Not so much the pining for children to rear, but the desire to be a part of something greater than myself. Some relationship beyond my own selfish murmurings. And that’s when it hits. My human, media-driven brain tells me that has to be some human relationship. That has to be me in a, for lack of a better word, “romantic” relationship. But that’s just it isn’t it? That’s where God kicks me in the head. If I’m looking to be part of something greater, if I’m feeling a pull to get beyond my selfish murmurings what’s stopping me from looking beyond myself altogether. While the damn hormones persist, I feel God constantly reminding me that that is far from the most significant calling I have. He pulls me out of myself, out of my bed, out of my head, out of my apartment to find a way to love and live beyond what is important to me. If I’m driven by what is important to Him, what’s so seemingly important to me will fade or take care of itself. Right? I hope.

Adventure in the One-Sided Friendship

In Aristotle’s Ethics he discusses Friendship at great length. I read it as a freshman in college, and I’ll admit I was pretty overwhelmed. I was provoked last night to read that particular section of the text again.

In that section Aristotle looks at the phenomena of “philia” which is one of the Greek words for “Love.” Now it is used here to express the kinship between Friends, but is not restricted to use of voluntary relationships. In this particularly segment he is looking to draw the connection between Friendship and Virtuous living, which he believes is largely the basis of Happiness. He believes there are three reasons to “like” or “love” (words that have no connection to feelings) someone.

» Set task a
Translate this sentence from the excerpt into Spanish: "In Aristotle’s Ethics he discusses Friendship at great length."

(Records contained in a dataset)
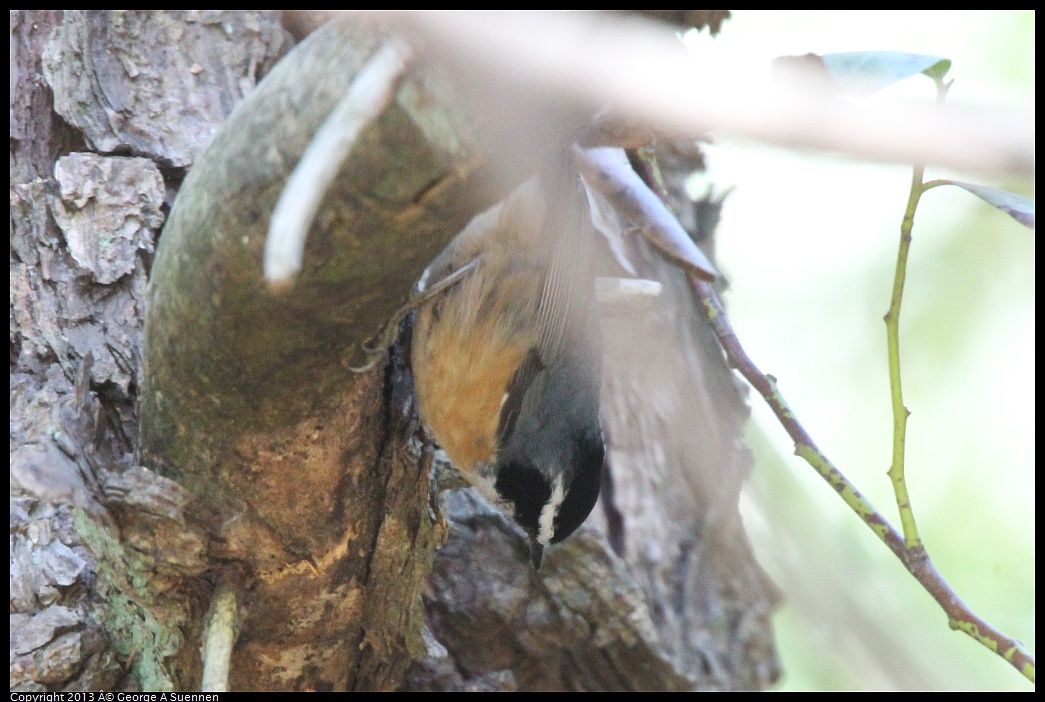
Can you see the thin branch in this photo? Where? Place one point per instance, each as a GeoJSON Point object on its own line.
{"type": "Point", "coordinates": [367, 97]}
{"type": "Point", "coordinates": [640, 69]}
{"type": "Point", "coordinates": [913, 556]}
{"type": "Point", "coordinates": [218, 639]}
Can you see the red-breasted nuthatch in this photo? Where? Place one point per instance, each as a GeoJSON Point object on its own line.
{"type": "Point", "coordinates": [507, 359]}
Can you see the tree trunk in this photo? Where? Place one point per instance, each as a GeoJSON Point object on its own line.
{"type": "Point", "coordinates": [263, 468]}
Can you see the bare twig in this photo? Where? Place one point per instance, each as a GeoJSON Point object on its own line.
{"type": "Point", "coordinates": [369, 94]}
{"type": "Point", "coordinates": [914, 559]}
{"type": "Point", "coordinates": [612, 181]}
{"type": "Point", "coordinates": [218, 639]}
{"type": "Point", "coordinates": [639, 68]}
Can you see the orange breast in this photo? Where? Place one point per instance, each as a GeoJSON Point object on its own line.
{"type": "Point", "coordinates": [463, 363]}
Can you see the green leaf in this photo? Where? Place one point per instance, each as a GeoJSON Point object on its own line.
{"type": "Point", "coordinates": [1018, 207]}
{"type": "Point", "coordinates": [862, 73]}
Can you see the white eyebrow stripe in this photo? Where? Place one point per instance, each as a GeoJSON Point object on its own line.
{"type": "Point", "coordinates": [546, 523]}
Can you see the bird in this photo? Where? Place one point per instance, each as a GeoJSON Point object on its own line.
{"type": "Point", "coordinates": [507, 356]}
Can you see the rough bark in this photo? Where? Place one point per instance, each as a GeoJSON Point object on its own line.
{"type": "Point", "coordinates": [264, 466]}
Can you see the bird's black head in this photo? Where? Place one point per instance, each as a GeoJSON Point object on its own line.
{"type": "Point", "coordinates": [548, 508]}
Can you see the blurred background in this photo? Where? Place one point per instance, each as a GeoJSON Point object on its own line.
{"type": "Point", "coordinates": [809, 243]}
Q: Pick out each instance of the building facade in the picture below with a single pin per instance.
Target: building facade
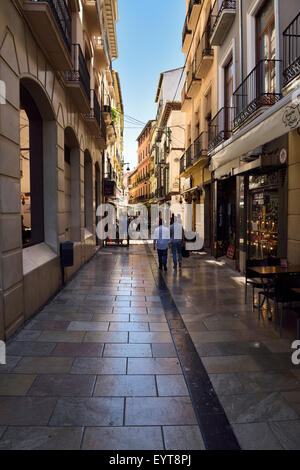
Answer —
(53, 62)
(169, 137)
(142, 180)
(199, 103)
(255, 132)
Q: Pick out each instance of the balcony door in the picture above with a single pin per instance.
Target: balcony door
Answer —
(266, 52)
(228, 98)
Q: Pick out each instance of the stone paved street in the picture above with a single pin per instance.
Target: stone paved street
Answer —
(97, 368)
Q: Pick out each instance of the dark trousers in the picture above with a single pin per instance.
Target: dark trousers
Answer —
(162, 257)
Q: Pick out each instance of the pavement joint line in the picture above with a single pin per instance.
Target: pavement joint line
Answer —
(214, 425)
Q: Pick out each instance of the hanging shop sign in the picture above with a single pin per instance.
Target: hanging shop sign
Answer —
(283, 156)
(188, 183)
(109, 188)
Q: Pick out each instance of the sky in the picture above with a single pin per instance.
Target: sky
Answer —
(149, 40)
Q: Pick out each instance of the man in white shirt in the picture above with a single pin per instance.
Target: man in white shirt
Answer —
(161, 242)
(177, 236)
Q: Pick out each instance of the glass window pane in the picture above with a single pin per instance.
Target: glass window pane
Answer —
(25, 177)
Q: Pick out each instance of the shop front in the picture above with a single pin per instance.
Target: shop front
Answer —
(225, 217)
(263, 205)
(250, 205)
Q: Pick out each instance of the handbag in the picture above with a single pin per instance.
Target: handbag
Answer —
(185, 253)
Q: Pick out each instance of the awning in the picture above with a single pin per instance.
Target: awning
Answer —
(280, 119)
(195, 188)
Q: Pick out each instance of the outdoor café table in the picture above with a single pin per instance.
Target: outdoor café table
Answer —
(272, 272)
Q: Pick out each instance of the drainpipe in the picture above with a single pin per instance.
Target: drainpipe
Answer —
(241, 40)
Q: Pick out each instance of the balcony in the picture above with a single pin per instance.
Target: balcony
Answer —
(189, 157)
(106, 112)
(50, 21)
(101, 136)
(185, 98)
(204, 56)
(182, 164)
(91, 10)
(291, 52)
(186, 37)
(101, 51)
(78, 81)
(200, 147)
(193, 83)
(220, 128)
(256, 92)
(222, 21)
(93, 118)
(193, 13)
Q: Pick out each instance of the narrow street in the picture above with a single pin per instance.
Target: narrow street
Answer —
(128, 358)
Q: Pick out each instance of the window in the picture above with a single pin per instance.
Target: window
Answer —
(266, 51)
(228, 98)
(31, 169)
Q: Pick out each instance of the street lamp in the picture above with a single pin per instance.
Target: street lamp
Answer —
(128, 168)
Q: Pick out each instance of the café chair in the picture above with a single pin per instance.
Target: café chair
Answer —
(256, 282)
(282, 294)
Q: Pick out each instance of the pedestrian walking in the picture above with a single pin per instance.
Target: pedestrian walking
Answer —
(161, 242)
(177, 235)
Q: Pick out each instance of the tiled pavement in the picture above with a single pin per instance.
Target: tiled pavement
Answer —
(97, 368)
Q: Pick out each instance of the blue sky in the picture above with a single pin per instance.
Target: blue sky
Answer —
(149, 40)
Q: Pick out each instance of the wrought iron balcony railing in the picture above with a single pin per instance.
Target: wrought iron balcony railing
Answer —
(62, 17)
(185, 31)
(291, 51)
(191, 6)
(80, 71)
(220, 127)
(200, 147)
(203, 50)
(257, 90)
(96, 108)
(182, 164)
(189, 156)
(216, 13)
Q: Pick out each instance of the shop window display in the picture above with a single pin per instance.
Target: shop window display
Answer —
(263, 216)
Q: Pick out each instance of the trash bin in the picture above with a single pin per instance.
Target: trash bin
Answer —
(67, 254)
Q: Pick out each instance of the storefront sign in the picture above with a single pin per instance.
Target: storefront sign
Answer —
(291, 116)
(283, 156)
(109, 188)
(188, 183)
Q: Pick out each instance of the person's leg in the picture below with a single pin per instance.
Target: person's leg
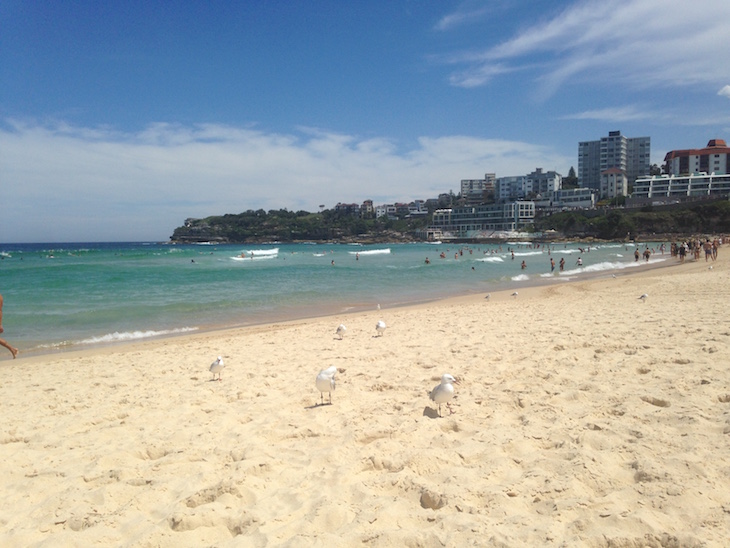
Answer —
(13, 350)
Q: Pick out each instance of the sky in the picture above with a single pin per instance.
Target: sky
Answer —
(119, 120)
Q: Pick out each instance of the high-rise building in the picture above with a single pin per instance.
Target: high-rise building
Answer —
(714, 158)
(632, 155)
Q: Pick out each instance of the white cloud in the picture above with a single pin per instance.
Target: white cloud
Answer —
(642, 43)
(617, 114)
(74, 183)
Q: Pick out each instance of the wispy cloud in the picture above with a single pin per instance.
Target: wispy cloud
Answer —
(465, 14)
(616, 114)
(77, 183)
(640, 43)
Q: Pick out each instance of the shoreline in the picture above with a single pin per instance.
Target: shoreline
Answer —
(338, 309)
(583, 416)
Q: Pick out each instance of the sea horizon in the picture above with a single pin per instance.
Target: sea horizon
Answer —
(63, 296)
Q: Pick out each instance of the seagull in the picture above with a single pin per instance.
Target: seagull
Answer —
(444, 391)
(216, 367)
(326, 382)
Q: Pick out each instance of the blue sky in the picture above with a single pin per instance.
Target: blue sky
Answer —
(118, 120)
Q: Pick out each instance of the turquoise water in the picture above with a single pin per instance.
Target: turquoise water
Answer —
(60, 296)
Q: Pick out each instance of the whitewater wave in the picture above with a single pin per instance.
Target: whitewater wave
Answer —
(491, 260)
(257, 254)
(527, 253)
(371, 252)
(125, 336)
(608, 266)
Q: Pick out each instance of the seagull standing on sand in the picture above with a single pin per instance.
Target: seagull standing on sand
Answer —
(326, 382)
(444, 392)
(216, 367)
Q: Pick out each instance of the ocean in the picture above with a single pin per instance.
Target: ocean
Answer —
(71, 296)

» Set task b
Show every line of the records that contains the string "GeoJSON". The match is case-sensitive.

» Response a
En la Ética de Aristóteles, él trata la Amistad con gran extensión.

» Response b
Can you see the thin branch in this photo? Where? Place one point per instance, each as a GeoJSON Point object on its own line.
Can you see the red-breasted nuthatch in this photo? Where? Place one point per instance, each as a GeoJSON Point object on its own line.
Can you see the tree trunk in this photo? Where? Place one point per instance, each as a GeoJSON Point object on its own line.
Can you see the bare twig in this photo? Where? Place one point per instance, each as a GeoJSON Point object on its own line.
Can you see the orange breast in this photo? Where? Place one point per instance, each as a GeoJSON Point object on its own line.
Can you see the green leaf in this photo? Where? Place one point per instance, each as a GeoJSON Point object on its own line.
Can you see the white eyebrow stripe in this photo? Where? Place one point per instance, each as a GeoJSON Point object on its own line.
Can you see the bird in this photo? Where? Place one point per instance, each as a GeoJSON Point object on its own line.
Can you see the rough bark in this photo? Where? Place one point per instance, each as a GeoJSON Point object on its own line.
Can you see the bird's black head in this photo? Where? Place one point per instance, each as a GeoJSON Point object on its own line.
Can you see the blurred background in this photo? Where? Place one point per instance, each as a GeoJSON Point object on its own line.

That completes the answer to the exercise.